** SELECTED EXTRACT follows **

We were all sprayed with disinfectant, and we slept in the Nazi
soldier quarters. The first thing we had to do was register our
names in survivor books. Of course, I had no place to go.
So we waited to see what the future would hold.
In the
middle of May, two young men came to Bergen-Belsen from Munich,
among others looking for loved ones. To my great surprise, they
were looking for me! They told me that they had survived in
Dachau thanks to a man from Grodno who had taken care of them
while they were together in the camp. After discovering that I
had survived, this man, my cousin Ely Grodziensky, asked these
men to find me and bring me back to Munich if I wanted to come.
They
journey from Bergen-Belsen to Munich was a rough one, and it was
another miracle that I survived. There was no public
transportation because the trains and train stations were bombed
out. They found a food truck driver with whom we caught a ride
part of the way. But as we came closer to Hanover, Germany, the
open truck made a left turn too quickly. There were fifty of us
packed in and no sides to hold us, so everyone fell out of the
truck! Many people had to return to Bergen-Belsen injured, but
I managed to escape unharmed. The two men and I walked the rest
of the way to Hanover, following the train tracks. As we came
closer to the city, we found a coal freight train going to
Munich. We climbed aboard and slept on top of the coal barrels.
It took us four days to get there, but we finally arrived in
Munich, where I met Ely.
Ely and I
never stayed in a displaced persons camp. In Munich we
registered affidavits to go to three places: the United States
(because Ely had a brother who had moved there after the first
World War), Sweden (because Ely had a sister there), and Israel
(where we decided we would go illegally if we had to). We
agreed that we would accept the first affidavit that was
approved. Luckily for us, our registration to go to the U.S.
came first.
Jeffrey
Gradow
Liberation Story
I lived
with my parents and two younger sisters in Mlawa, a town close
to the German border. On September 1, 1939, when I was 14 years
old, the Germans invaded and the occupation began.

** End of SELECTED EXTRACT **
** LISTED RECORDS follows **

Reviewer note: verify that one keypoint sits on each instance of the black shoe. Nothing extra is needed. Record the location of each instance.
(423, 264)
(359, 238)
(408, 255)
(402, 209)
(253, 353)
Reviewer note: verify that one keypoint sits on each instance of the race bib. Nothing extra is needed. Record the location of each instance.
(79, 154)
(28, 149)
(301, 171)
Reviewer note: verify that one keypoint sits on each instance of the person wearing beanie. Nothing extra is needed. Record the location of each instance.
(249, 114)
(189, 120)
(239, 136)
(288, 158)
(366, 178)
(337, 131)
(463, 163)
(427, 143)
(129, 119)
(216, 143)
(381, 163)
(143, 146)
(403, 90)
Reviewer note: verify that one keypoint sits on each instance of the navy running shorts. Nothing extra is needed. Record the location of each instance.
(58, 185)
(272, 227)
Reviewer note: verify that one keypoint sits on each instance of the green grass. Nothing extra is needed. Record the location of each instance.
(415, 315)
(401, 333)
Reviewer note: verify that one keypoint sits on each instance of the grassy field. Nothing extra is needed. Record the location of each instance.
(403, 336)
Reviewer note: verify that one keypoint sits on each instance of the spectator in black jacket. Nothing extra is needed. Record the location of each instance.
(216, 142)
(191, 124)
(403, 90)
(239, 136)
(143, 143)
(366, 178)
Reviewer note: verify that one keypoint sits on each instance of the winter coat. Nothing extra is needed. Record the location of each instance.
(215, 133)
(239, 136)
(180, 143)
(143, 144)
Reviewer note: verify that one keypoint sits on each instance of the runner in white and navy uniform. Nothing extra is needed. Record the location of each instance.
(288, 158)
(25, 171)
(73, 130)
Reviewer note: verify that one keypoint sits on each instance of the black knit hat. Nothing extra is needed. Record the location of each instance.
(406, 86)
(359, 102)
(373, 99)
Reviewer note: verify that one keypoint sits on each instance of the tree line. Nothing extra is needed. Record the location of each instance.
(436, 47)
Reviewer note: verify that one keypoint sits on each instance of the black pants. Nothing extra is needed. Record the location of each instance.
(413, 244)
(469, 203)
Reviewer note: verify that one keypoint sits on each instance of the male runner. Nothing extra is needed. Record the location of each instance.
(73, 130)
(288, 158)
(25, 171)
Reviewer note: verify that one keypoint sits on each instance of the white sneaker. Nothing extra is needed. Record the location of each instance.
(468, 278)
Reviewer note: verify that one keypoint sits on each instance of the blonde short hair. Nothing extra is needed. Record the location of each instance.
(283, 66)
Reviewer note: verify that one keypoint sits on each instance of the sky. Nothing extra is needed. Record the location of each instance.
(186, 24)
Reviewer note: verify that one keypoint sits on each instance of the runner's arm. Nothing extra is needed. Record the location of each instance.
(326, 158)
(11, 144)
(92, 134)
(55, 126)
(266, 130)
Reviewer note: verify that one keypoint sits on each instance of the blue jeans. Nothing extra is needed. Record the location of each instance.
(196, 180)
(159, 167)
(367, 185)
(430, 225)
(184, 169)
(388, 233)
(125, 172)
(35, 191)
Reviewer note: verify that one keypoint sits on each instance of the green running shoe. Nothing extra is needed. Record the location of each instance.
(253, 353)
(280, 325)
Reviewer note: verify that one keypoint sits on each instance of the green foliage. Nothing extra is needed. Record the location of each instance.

** End of LISTED RECORDS **

QUESTIONS —
• 1. Answer these questions about the survivor testimony:
(a) In what month did the two young men come to Bergen-Belsen?
(b) How many days did the trip on the coal freight train to Munich take?
(c) Which of the three registered affidavits was approved first?
• 2. Set down everything in the survivor testimony from "We were all" down to "wanted to come.", word for word.

ANSWERS BY ITEM —
• 1.
(a) May (the middle of May)
(b) Four days
(c) The one to go to the United States

• 2.
We were all sprayed with disinfectant, and we slept in the Nazi
soldier quarters. The first thing we had to do was register our
names in survivor books. Of course, I had no place to go.
So we waited to see what the future would hold.
In the
middle of May, two young men came to Bergen-Belsen from Munich,
among others looking for loved ones. To my great surprise, they
were looking for me! They told me that they had survived in
Dachau thanks to a man from Grodno who had taken care of them
while they were together in the camp. After discovering that I
had survived, this man, my cousin Ely Grodziensky, asked these
men to find me and bring me back to Munich if I wanted to come.